• Document text:
◆ ◆ ◆ ◆ ◆ ◆ ◆

Fed dusts off 2008 playbook to avoid another financial crisis
The Federal Reserve is facing a monumental challenge: It must prevent the rapidly intensifying health crisis from morphing into a full-blown financial crisis.
To meet that threat, the Fed is dusting off a playbook it surely hoped it wouldn’t need to turn to again, at least not so soon: the steps it took as the Great Recession took hold.
That 2008 playbook has led the US central bank to swiftly slash interest rates back to zero, relaunch a $700 billion bond-buying program and quickly roll out lending facilities designed to unclog pipelines that keep credit flowing around the world.
Yet the Fed is likely just geting started. Analysts say authorities will need to keep working to break the logjams that are forming in financial markets. The risk is that the central banks moves too slowly, allowing fear and liquidity squeezes to spark a financial crisis that deepens what could already be a painful recession.
Indeed, just in the past few days the Fed has revived a series of 2008 crisis-era programs.
First, the US central bank invoked emergency powers on Tuesday to launch a commercial paper lending facility.
The program is aimed at unfreezing a $1 trillion short-term lending market that Corporate America uses to pay workers and finance inventories. A similar move by the Ben Bernanke-led Fed in 2008 helped prevent the collapse of companies like General Electric that relied on commercial paper.
“Commercial pipelines are the lifelines of businesses,” Richard Fisher, former president of the Dallas Fed during the 2008 crisis, told CNN Business. “They are clogged up due to the virus and must be unclogged and remain open.”
‘Liquidity squeeze’
Hours later on Tuesday, the Fed again invoked emergency powers to unveil a separate lending facility that seeks to ease emerging liquidity squeezes on Wall Street.

◆ ◆ ◆ ◆ ◆ ◆ ◆

• Raw data:
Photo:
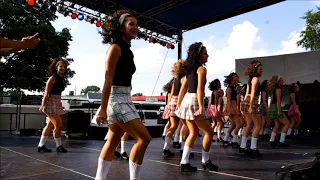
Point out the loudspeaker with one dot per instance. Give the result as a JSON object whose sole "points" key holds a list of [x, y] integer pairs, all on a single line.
{"points": [[305, 171]]}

◆ ◆ ◆ ◆ ◆ ◆ ◆

• Task objective:
Give the stretch of the article on the Fed's 2008 playbook from "Yet the Fed" through "a painful recession." again, replacing "logjams" with "bottlenecks".

• Solution for this exercise:
Yet the Fed is likely just geting started. Analysts say authorities will need to keep working to break the bottlenecks that are forming in financial markets. The risk is that the central banks moves too slowly, allowing fear and liquidity squeezes to spark a financial crisis that deepens what could already be a painful recession.